*WRITTEN PROBLEM 1:* Below, the listing's final lines start with the line containing "the man's face" and run to the end of the listing. Restate these lines with "template" swapped in for "sample", leaving everything else unchanged.

*DOCUMENT SECTION:*
— begin —

How are Cassandra transactions different from RDBMS transactions?

Cassandra does not use RDBMS ACID transactions with rollback or locking mechanisms, but instead offers atomic, isolated, and durable transactions with eventual/tunable consistency that lets the user decide how strong or eventual they want each transaction’s consistency to be.

As a non-relational database, Cassandra does not support joins or foreign keys, and consequently does not offer consistency in the ACID sense. For example, when moving money from account A to B the total in the accounts does not change. Cassandra supports atomicity and isolation at the row-level, but trades transactional isolation and atomicity for high availability and fast write performance. Cassandra writes are durable.

Atomicity

In Cassandra, a write is atomic at the partition-level, meaning inserting or updating columns in a row is treated as one write operation. A delete operation is also performed atomically.

For example, if using a write consistency level of QUORUM with a replication factor of 3, Cassandra will replicate the write to all nodes in the cluster and wait for acknowledgement from two nodes. If the write fails on one of the nodes but succeeds on the other, Cassandra reports a failure to replicate the write on that node. However, the replicated write that succeeds on the other node is not automatically rolled back.

— end —

*WRITTEN PROBLEM 2:* Copy the passage of the text on Cassandra transactions word for word, from "Cassandra does not use" up to and including "consistency to be.".

*RECORDS SHOWN:*
— begin —

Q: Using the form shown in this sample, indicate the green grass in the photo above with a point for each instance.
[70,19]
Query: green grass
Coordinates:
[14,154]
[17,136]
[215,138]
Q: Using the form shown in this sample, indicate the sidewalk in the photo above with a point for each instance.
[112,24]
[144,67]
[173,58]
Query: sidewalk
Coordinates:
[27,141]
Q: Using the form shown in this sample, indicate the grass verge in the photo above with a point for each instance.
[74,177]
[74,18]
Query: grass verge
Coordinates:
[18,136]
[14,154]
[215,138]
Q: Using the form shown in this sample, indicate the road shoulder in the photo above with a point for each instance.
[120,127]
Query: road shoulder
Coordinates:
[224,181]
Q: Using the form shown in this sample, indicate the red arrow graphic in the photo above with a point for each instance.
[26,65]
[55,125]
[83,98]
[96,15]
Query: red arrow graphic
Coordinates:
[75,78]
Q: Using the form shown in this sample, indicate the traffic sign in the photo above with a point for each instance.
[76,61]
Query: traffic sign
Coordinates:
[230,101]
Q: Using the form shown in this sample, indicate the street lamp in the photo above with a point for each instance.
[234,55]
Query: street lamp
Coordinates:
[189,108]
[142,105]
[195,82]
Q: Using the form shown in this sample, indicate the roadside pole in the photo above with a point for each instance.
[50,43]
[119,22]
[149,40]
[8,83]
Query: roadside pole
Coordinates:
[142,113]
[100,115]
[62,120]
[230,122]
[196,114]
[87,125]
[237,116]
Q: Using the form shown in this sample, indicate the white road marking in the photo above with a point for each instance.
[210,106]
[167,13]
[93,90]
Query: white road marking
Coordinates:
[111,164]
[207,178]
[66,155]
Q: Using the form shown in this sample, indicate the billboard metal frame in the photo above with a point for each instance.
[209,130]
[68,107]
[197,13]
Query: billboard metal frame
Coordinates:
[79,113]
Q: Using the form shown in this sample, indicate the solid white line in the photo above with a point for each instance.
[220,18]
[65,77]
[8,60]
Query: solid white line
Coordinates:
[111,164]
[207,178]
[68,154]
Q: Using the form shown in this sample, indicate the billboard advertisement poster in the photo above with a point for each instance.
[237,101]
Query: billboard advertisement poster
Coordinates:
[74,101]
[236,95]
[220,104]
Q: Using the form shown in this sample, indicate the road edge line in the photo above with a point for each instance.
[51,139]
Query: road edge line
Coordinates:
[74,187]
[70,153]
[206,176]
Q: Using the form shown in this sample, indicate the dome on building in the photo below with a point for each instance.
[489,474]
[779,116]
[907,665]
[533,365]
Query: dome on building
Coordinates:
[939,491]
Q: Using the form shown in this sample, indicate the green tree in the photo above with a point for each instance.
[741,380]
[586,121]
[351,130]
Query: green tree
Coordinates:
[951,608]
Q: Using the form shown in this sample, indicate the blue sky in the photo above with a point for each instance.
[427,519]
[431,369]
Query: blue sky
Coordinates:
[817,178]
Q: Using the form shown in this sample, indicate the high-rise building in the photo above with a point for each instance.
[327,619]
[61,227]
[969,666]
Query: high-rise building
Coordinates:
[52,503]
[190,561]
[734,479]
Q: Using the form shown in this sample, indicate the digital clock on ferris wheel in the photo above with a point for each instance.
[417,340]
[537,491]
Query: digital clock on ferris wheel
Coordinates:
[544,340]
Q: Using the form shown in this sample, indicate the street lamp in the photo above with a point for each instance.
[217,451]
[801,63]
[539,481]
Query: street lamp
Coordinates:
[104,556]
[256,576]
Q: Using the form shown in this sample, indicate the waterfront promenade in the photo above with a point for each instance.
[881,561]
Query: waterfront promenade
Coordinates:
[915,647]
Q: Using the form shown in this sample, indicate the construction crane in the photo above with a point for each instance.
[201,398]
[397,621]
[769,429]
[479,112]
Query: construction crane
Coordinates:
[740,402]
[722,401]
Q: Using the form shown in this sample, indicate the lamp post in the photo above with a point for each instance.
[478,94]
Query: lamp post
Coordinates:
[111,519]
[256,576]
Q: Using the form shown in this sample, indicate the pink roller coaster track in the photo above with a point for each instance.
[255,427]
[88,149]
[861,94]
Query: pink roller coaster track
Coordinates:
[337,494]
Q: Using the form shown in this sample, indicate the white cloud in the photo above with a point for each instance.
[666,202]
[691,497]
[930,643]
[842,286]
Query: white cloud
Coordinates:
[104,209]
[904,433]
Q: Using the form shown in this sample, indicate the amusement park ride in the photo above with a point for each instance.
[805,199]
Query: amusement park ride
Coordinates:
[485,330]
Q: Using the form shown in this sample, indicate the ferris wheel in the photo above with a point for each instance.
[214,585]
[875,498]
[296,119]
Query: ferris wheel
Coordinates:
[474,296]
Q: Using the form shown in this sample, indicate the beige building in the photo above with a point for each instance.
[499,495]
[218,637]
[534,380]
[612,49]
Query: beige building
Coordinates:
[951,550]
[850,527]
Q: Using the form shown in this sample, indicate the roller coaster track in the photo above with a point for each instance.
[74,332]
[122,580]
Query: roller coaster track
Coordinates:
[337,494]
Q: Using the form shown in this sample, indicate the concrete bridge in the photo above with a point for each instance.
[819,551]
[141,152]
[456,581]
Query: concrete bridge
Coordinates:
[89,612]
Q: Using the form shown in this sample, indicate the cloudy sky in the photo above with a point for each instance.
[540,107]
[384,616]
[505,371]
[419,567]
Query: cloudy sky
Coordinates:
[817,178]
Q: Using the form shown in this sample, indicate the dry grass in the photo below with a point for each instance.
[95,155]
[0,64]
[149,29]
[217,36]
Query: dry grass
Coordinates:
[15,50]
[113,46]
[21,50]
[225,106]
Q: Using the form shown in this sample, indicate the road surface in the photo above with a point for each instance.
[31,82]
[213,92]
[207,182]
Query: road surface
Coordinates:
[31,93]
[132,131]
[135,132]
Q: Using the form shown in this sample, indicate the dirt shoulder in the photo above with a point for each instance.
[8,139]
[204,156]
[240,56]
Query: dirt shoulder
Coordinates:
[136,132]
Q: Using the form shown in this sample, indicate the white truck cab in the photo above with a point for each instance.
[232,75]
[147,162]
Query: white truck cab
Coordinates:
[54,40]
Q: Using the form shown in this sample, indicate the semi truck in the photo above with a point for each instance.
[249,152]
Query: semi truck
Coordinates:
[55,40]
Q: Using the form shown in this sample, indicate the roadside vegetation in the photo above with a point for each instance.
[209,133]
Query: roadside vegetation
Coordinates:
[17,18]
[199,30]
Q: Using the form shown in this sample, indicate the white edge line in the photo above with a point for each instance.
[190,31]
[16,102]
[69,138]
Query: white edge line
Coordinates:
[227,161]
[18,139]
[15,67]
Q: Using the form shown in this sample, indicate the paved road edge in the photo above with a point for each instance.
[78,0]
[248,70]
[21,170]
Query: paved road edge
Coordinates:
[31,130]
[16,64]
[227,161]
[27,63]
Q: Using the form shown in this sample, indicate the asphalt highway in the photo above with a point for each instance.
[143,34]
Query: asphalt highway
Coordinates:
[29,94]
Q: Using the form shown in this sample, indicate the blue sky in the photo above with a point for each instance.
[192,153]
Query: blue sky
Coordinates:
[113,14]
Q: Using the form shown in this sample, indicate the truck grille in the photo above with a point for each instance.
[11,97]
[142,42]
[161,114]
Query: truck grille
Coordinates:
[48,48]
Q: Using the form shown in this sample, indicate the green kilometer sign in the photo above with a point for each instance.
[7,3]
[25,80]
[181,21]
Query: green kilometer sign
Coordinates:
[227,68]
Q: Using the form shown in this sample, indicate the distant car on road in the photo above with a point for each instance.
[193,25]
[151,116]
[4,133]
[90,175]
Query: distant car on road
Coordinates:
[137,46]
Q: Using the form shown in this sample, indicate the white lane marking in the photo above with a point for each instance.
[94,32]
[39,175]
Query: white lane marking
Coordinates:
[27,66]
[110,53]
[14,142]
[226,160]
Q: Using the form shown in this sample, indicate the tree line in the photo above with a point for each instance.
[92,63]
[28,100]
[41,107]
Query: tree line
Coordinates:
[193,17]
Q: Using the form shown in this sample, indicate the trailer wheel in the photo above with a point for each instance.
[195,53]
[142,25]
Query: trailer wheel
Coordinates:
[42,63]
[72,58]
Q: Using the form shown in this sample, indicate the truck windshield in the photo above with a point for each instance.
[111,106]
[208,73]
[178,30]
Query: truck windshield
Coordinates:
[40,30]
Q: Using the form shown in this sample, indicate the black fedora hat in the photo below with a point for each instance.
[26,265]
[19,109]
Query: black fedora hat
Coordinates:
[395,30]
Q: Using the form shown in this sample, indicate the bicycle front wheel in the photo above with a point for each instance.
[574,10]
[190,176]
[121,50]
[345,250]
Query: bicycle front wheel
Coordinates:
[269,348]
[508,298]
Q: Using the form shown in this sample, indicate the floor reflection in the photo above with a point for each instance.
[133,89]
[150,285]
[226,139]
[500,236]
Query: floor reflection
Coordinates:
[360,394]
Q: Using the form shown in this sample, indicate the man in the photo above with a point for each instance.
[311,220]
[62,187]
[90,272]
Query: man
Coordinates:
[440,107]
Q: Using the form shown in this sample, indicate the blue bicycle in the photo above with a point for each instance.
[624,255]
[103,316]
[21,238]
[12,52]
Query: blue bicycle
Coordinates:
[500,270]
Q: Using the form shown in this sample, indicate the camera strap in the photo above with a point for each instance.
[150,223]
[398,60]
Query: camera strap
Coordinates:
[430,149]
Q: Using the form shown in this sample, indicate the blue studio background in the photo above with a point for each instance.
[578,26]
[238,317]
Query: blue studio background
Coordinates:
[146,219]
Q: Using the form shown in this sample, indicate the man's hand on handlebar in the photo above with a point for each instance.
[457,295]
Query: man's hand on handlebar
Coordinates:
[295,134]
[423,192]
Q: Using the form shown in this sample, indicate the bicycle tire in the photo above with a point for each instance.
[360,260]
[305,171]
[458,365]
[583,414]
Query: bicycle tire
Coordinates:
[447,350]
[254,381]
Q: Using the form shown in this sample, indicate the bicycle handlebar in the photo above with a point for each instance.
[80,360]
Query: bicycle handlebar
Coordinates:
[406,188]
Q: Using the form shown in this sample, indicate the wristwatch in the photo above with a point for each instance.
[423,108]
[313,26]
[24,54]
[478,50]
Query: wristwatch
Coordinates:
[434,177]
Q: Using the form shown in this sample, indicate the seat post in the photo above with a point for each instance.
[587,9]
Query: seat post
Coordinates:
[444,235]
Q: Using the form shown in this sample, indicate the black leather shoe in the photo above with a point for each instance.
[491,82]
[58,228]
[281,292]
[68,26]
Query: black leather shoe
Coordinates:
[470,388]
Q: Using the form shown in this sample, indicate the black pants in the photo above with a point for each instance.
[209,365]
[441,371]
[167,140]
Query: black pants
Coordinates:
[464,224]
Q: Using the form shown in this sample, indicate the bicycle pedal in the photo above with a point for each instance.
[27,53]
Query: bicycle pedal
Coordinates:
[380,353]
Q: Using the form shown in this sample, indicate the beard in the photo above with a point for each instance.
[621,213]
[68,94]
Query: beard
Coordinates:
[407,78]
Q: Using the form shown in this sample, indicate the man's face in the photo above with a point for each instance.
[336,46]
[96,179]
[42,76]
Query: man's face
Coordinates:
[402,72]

— end —

*FULL OUTPUT 1:*
Q: Using the form shown in this template, indicate the man's face in the photo above with a point for each instance.
[336,46]
[96,179]
[42,76]
Query: man's face
Coordinates:
[402,72]

*FULL OUTPUT 2:*
Cassandra does not use RDBMS ACID transactions with rollback or locking mechanisms, but instead offers atomic, isolated, and durable transactions with eventual/tunable consistency that lets the user decide how strong or eventual they want each transaction’s consistency to be.